• [Texte présenté]
● ● ● ●
L'identification est une centralisation qui opère par une forme de gravité. Ainsi, il n'est pas impossible de déporter son attention ailleurs quelques temps, de bouger un tant soit peu sa conscience ailleurs. Mais la gravité vous ramènera tôt ou tard à votre centre d’intérêt premier. Et lorsque le vrai naturel est contrarié, la source de cette gravité ne peut être qu'un grand poids, généré à coup sûr par de la souffrance, ou quelque chose de ressemblant. Autrement il serait impossible de retenir l'attrait magnétique qui perdure entre nous et nos amours perdus.

 

Alors le naturel ? Une fois que l'identification est faussée, c'est terminé ? Dès lors que notre intérêt se déporte ailleurs, les choses sont-elles finies ? Pourtant je suis sûr que vous connaissez la phrase : chassez le naturel, il revient au galop. Tout ce que vous ignorez de vous même ne manquera pas de revenir sous une forme chaotique, qui sera traduite comme une incohérence dans votre vie. Pour le langage moderne, c'est l'inconscient. Autant de pulsions secrètes qui attirent la conscience malgré elle, par à-coups incompréhensibles.

Remarque: Toutes les contradictions sont des arrangements clandestins avec notre nature. Peu ou prou.

 

Mais pour la suite, reprenons quelque peu l'idée de forme et de personnalité...

P.S : Les bases avancent bien, on va pouvoir naviguer ailleurs dans pas trop longtemps.

 

Bonus

 

Les identifications malheureuses n'éteignent jamais la spontanéité. Elles l'étouffent seulement. Et d'ailleurs, la peur, la souffrance, ne sont jamais de vrais centres, mais de barrières qui ne manquent pas d'accompagner - ou plutôt de surveiller - la spontanéité de vos aspirations. C'est bien parce qu'il y toujours une "envie" (inconsciente)  de recommencer qui subsiste qu'il y a aussi la peur, autrement, vous oublieriez ces mauvaises expériences, et votre intérêt avec.
● ● ● ●
• [Données enregistrées]

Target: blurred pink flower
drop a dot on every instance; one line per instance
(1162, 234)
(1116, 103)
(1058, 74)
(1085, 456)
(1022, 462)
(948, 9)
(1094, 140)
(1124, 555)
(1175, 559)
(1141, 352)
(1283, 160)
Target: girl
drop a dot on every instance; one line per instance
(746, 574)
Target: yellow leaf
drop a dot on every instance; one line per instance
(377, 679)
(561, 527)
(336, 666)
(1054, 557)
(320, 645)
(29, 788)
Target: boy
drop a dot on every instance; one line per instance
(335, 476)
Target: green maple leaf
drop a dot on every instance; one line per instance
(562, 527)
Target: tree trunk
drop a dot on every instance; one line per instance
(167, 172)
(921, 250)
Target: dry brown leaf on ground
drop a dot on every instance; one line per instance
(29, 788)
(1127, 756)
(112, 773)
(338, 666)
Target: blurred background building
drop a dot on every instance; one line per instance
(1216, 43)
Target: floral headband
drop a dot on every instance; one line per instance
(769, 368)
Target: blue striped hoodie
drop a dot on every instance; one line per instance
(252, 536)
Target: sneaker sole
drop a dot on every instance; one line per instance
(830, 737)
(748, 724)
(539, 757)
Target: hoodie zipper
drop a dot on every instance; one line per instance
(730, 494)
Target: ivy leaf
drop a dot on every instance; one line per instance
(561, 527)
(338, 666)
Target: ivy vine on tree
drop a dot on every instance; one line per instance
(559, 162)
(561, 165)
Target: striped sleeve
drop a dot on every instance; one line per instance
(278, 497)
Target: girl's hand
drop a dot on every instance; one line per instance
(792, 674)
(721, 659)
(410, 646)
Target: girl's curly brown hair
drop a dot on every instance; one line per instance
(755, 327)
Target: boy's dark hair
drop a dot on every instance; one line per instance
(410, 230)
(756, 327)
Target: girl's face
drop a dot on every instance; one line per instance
● ● ● ●
• [Tâches à réaliser]
(A) Reproduisez fidèlement le passage du texte sur l'identification qui va de « Remarque: Toutes les » jusqu'à « et de personnalité... ».
(B) Dans le texte sur l'identification, quel nom le langage moderne donne-t-il à tout ce que l'on ignore de soi-même ?
Appuyez-vous uniquement sur le texte pour répondre.

• [Liste des solutions]
(A)
Remarque: Toutes les contradictions sont des arrangements clandestins avec notre nature. Peu ou prou.

 

Mais pour la suite, reprenons quelque peu l'idée de forme et de personnalité...

(B) Le langage moderne l'appelle l'inconscient.